● **Task objective**
Please transcribe every record below exactly as it appears.

Phrase grounding data:
= = = =

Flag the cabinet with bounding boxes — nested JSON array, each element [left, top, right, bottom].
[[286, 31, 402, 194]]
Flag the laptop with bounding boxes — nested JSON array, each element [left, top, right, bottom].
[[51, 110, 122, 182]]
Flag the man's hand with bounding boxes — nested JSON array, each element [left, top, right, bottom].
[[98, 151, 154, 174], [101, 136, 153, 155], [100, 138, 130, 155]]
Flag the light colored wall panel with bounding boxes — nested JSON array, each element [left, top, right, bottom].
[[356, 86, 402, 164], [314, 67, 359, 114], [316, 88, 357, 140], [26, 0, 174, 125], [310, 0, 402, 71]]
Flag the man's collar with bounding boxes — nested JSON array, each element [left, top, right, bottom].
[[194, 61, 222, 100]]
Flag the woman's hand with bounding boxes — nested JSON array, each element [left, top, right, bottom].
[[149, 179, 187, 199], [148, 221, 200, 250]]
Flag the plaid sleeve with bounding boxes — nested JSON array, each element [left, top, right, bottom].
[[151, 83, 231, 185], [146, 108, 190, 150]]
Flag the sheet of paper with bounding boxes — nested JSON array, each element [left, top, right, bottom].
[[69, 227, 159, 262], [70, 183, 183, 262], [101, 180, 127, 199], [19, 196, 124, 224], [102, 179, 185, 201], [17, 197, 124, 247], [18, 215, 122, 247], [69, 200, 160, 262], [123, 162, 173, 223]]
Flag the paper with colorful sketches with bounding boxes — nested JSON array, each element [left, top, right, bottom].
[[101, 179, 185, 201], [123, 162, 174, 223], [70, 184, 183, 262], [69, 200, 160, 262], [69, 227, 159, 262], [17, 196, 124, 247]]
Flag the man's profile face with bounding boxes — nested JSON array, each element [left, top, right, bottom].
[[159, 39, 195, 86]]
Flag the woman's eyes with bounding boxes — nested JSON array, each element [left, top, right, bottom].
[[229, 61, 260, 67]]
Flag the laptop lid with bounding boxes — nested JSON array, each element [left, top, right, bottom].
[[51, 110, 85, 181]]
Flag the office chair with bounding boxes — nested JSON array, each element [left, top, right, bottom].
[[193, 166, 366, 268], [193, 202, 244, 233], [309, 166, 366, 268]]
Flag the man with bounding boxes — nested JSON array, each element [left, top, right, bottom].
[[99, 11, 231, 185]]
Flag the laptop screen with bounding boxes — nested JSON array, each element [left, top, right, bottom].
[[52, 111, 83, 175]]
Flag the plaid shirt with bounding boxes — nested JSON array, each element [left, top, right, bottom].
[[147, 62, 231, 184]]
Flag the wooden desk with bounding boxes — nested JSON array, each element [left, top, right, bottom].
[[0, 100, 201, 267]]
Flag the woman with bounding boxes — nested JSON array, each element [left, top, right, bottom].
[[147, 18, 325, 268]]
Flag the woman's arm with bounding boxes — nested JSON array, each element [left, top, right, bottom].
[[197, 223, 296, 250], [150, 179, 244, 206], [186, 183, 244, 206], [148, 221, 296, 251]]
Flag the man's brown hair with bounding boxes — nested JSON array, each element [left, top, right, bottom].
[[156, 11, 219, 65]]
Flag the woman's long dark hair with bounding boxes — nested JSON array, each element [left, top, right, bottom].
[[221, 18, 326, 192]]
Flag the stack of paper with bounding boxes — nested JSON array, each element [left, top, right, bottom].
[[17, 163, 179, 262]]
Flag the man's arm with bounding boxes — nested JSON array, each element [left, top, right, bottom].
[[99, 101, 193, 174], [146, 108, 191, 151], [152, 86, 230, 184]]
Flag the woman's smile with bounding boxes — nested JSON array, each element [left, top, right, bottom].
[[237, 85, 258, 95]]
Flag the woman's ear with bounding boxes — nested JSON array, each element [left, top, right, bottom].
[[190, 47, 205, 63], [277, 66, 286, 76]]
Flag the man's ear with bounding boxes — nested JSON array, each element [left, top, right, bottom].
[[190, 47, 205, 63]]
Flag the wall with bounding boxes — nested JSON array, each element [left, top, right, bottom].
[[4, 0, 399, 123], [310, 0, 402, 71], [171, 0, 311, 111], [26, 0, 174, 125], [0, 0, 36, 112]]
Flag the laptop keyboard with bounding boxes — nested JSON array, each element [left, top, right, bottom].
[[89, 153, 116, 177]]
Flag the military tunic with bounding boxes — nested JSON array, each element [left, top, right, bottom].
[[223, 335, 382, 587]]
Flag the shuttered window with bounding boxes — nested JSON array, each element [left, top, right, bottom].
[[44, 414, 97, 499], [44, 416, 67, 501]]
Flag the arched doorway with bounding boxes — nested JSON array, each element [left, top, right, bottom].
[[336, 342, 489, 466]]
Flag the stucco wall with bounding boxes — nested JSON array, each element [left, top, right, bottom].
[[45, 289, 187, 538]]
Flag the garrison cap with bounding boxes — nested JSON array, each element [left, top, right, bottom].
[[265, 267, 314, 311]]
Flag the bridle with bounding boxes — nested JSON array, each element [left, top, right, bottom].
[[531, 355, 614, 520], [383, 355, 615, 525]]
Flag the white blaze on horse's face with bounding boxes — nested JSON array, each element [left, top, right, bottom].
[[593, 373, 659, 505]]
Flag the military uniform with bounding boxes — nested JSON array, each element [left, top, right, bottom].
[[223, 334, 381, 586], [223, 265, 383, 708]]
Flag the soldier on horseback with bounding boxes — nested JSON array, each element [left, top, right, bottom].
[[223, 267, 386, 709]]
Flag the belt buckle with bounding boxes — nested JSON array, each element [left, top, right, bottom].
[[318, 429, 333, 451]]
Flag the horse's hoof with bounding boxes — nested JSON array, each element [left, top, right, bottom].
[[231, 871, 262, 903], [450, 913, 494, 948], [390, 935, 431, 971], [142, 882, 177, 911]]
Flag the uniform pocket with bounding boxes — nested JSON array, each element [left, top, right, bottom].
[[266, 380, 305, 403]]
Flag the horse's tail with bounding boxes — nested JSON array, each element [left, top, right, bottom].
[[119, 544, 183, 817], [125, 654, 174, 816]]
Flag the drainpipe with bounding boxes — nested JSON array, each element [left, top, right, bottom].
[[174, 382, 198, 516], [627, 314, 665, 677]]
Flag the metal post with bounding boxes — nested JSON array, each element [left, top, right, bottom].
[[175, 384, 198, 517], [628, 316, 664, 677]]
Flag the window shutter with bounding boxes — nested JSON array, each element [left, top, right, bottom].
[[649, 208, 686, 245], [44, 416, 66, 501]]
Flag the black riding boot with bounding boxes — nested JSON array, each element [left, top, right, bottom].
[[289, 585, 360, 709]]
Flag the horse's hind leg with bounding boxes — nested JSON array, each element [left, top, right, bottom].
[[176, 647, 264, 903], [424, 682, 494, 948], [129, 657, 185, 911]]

= = = =

● **Output below**
Flag the cabinet with bounding boxes — nested JSON array, each element [left, top, right, bottom].
[[286, 31, 402, 194]]
Flag the laptop with bounding boxes — nested JSON array, each element [left, top, right, bottom].
[[51, 110, 122, 182]]
Flag the man's hand with bounding boxes — nested JSON array, each element [left, top, right, bottom].
[[98, 151, 154, 174], [101, 136, 153, 155], [100, 138, 130, 155]]
Flag the light colored wall panel with bounding boxes — nested JSON array, each element [left, top, right, bottom].
[[356, 86, 402, 164], [314, 67, 359, 114], [316, 88, 357, 140], [26, 0, 174, 125], [310, 0, 402, 71]]
Flag the man's collar with bounding boxes — nested JSON array, each element [left, top, right, bottom].
[[194, 61, 222, 100]]
Flag the woman's hand with bounding boxes — nested JSON array, each element [left, top, right, bottom].
[[149, 179, 187, 199], [148, 221, 200, 250]]
Flag the plaid sleeve with bounding boxes — nested JSON array, each element [left, top, right, bottom].
[[151, 83, 231, 185], [146, 108, 190, 150]]
Flag the sheet of paper with bounding boxes — nested JSON array, each element [left, top, right, bottom].
[[69, 227, 159, 262], [70, 183, 183, 262], [101, 180, 127, 199], [19, 196, 124, 224], [102, 179, 185, 201], [17, 197, 124, 247], [18, 215, 122, 247], [69, 200, 160, 262], [123, 162, 173, 223]]
Flag the paper with colorful sketches with bounding boxes — nested JSON array, each element [left, top, right, bottom].
[[101, 179, 185, 201], [123, 162, 174, 223], [70, 184, 183, 262], [69, 200, 160, 262], [69, 227, 159, 262], [17, 196, 124, 247]]
Flag the man's profile face with bounding boxes — nested JSON array, each element [left, top, right, bottom].
[[159, 39, 195, 86]]
Flag the woman's eyes with bounding boxes — nested JSON array, each element [left, top, right, bottom].
[[229, 61, 260, 67]]
Flag the laptop lid with bounding boxes — nested JSON array, each element [left, top, right, bottom].
[[51, 110, 85, 181]]
Flag the office chair with bounding boxes — nested JSON array, each element [left, top, right, bottom].
[[193, 166, 366, 268], [193, 202, 244, 233], [309, 166, 366, 268]]
Flag the man with bounding boxes — nested JSON array, each element [left, top, right, bottom].
[[99, 11, 231, 185]]
Flag the laptop screen with bounding boxes — nested JSON array, each element [left, top, right, bottom].
[[52, 111, 83, 175]]
Flag the plaid shirt with bounding boxes — nested JSON array, each element [left, top, right, bottom].
[[147, 62, 231, 184]]
Flag the wooden desk with bounding boxes — nested JSON array, each element [left, top, right, bottom].
[[0, 100, 201, 267]]
Flag the woman with bounding boxes — nested JSON array, each element [left, top, right, bottom].
[[147, 18, 325, 268]]
Flag the woman's arm with bounding boxes — nested JSON array, each element [left, top, right, bottom].
[[197, 223, 296, 250], [150, 179, 244, 206], [186, 183, 244, 206], [148, 221, 296, 251]]
Flag the man's brown hair with bounding boxes — nested JSON array, each element [left, top, right, bottom].
[[156, 11, 219, 65]]
Flag the woman's long dark hair with bounding boxes — nested JSON array, each element [left, top, right, bottom].
[[221, 18, 326, 192]]
Flag the stack of paper with bounding boxes — nested JSON array, each element [left, top, right, bottom].
[[17, 163, 179, 262]]
Flag the man's arm with bounding boxes — nested JSON array, each element [left, top, right, bottom].
[[99, 101, 193, 174], [146, 108, 191, 151], [152, 86, 230, 184]]
Flag the woman's smile with bounding boxes — nested JSON array, each element [left, top, right, bottom].
[[237, 85, 258, 95]]
Flag the woman's ear with bounding boxes — nested JSON array, each element [left, top, right, bottom].
[[190, 47, 205, 63], [277, 66, 286, 76]]
Flag the man's ear with bounding boxes — nested JSON array, each element [left, top, right, bottom].
[[190, 47, 205, 63]]
Flag the wall with bounding boxes — nested JSON array, each element [left, top, right, bottom].
[[4, 0, 399, 123], [310, 0, 402, 71], [171, 0, 311, 111], [26, 0, 174, 125], [0, 0, 36, 112]]
Flag the laptop keyboard with bounding boxes — nested JSON array, each element [left, top, right, bottom].
[[89, 153, 116, 177]]
Flag the military tunic with bounding boxes — nested JSON array, each element [left, top, right, bottom].
[[223, 335, 382, 587]]
Flag the shuttered window with bounding boxes — nested JSON array, each element [left, top, right, bottom].
[[44, 414, 97, 499], [44, 416, 67, 501]]
Flag the arched doorway with bounding boxes — nested JSON array, each element [left, top, right, bottom].
[[336, 342, 489, 466]]
Flag the stucco wall with bounding boxes — nested JSON array, each element [left, top, right, bottom].
[[45, 289, 187, 538]]
Flag the garrison cap with bounding boxes — nested JSON array, each element [left, top, right, bottom].
[[265, 267, 314, 311]]
Flag the bridle with bounding boxes — nested JSON array, each element [left, top, right, bottom].
[[531, 355, 614, 520], [383, 355, 615, 525]]
Flag the white blaze on horse's face with bounding boxes — nested JSON array, each element [left, top, right, bottom].
[[593, 373, 659, 505]]
Flag the military uniform with bounding boxes — nested JSON array, each element [left, top, right, bottom].
[[223, 334, 381, 586], [223, 265, 383, 708]]
Flag the soldier on horseback with bounding boxes — nested JSON array, each element [left, top, right, bottom].
[[223, 267, 386, 709]]
Flag the belt buckle with bounding boxes — nested JSON array, each element [left, top, right, bottom].
[[318, 429, 333, 451]]
Flag the horse's hoof with bounding boxes — nested JSON array, each element [left, top, right, bottom].
[[231, 871, 262, 903], [450, 913, 494, 948], [390, 935, 431, 971], [142, 882, 177, 911]]
Flag the uniform pocket with bounding boxes — nested JSON array, each element [left, top, right, bottom].
[[266, 380, 305, 403]]
Flag the horse's tail with bounding boxes — nested JSON array, each element [left, top, right, bottom].
[[119, 544, 183, 817], [125, 654, 174, 816]]
Flag the drainpipe with bounding boxes — nested JSON array, each element [left, top, right, bottom].
[[174, 382, 198, 516], [627, 314, 665, 677]]
Flag the metal post with bounding boxes — nested JSON array, each element [left, top, right, bottom].
[[175, 384, 198, 517], [628, 316, 664, 677]]
Flag the window shutter with bounding boxes — nested JSON array, each element [left, top, right, bottom].
[[649, 208, 686, 245], [44, 416, 66, 501]]
Flag the black riding boot with bounding boxes — nested JSON array, each element [left, top, right, bottom].
[[289, 585, 360, 709]]
Flag the horse's hind leg with bounding boxes — nested JSON array, each element [left, top, right, bottom].
[[176, 647, 264, 903], [424, 682, 494, 948], [129, 657, 185, 911]]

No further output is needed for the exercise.